Given instruction:
Pull out every line of the data below that contains the string "magnolia", and copy each such line in full. Treat the match as case-sensitive.

■ ■ ■ ■ ■ ■ ■

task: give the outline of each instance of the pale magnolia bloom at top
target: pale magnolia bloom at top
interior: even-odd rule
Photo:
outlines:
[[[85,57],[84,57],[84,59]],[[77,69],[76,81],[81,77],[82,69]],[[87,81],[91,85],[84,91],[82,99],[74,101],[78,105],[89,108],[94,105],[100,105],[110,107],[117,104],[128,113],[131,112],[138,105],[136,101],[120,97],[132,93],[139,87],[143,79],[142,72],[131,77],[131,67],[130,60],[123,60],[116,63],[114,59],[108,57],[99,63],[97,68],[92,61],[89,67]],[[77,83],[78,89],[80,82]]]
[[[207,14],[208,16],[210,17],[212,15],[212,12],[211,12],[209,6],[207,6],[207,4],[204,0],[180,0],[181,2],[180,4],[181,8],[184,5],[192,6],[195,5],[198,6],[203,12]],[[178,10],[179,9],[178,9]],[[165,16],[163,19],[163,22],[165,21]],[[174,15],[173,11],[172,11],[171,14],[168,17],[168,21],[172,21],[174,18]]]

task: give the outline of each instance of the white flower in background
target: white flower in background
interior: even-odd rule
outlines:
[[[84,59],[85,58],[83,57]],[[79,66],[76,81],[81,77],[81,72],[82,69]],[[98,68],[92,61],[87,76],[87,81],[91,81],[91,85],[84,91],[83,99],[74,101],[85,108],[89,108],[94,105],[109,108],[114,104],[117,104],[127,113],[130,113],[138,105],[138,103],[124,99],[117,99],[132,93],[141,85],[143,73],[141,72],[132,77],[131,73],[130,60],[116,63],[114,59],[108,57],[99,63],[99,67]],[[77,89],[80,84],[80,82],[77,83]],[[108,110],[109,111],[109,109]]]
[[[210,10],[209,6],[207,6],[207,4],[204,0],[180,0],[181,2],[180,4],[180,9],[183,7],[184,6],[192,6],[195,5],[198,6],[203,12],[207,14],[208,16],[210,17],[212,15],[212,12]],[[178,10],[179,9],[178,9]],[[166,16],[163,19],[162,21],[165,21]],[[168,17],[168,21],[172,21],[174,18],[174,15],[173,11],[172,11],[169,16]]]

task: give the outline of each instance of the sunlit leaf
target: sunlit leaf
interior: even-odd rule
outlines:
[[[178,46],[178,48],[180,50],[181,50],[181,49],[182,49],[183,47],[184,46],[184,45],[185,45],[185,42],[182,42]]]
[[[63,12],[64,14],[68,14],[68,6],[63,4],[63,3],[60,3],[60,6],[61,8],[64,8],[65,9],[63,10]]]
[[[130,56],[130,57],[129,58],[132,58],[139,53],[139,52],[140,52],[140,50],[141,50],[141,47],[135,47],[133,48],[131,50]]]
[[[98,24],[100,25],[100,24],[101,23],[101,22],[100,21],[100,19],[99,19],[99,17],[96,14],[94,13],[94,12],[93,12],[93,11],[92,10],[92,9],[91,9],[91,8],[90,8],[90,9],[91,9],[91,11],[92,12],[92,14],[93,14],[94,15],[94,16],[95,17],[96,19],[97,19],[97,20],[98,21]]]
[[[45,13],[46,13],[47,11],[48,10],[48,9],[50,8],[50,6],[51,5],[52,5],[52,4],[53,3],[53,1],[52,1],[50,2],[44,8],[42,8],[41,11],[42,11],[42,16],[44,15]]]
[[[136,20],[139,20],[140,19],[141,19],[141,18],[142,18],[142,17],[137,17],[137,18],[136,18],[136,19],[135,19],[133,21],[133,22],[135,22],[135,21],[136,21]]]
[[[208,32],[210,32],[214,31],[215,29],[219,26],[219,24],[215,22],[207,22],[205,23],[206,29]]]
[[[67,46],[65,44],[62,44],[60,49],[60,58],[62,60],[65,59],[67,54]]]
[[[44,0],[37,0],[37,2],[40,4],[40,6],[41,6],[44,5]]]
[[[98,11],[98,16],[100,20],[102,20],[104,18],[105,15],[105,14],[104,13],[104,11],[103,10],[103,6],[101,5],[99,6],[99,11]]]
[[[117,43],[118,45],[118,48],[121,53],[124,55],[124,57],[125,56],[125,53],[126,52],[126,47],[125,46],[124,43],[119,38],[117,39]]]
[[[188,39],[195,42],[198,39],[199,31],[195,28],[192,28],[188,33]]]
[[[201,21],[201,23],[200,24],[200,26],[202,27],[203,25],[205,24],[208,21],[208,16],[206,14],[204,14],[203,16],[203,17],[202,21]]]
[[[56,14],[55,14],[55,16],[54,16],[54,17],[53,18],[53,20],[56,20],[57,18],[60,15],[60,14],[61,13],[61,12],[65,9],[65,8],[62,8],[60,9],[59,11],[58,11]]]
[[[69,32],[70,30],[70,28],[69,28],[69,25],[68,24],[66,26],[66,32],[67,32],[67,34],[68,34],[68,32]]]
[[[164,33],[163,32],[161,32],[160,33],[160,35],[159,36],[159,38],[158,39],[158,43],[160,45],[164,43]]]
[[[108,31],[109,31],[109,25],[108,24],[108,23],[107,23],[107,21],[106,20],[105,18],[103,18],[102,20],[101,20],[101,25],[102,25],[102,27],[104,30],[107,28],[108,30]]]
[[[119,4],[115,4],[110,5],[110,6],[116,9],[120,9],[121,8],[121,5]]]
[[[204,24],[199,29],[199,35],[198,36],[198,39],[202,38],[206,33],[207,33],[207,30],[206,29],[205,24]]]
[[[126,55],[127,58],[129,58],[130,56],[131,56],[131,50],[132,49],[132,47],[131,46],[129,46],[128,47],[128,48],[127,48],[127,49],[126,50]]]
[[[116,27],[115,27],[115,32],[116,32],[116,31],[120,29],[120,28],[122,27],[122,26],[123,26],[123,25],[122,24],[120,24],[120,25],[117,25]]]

■ ■ ■ ■ ■ ■ ■

Expected output:
task: give the outline of each instance of the pale magnolia bloom at top
target: pale magnolia bloom at top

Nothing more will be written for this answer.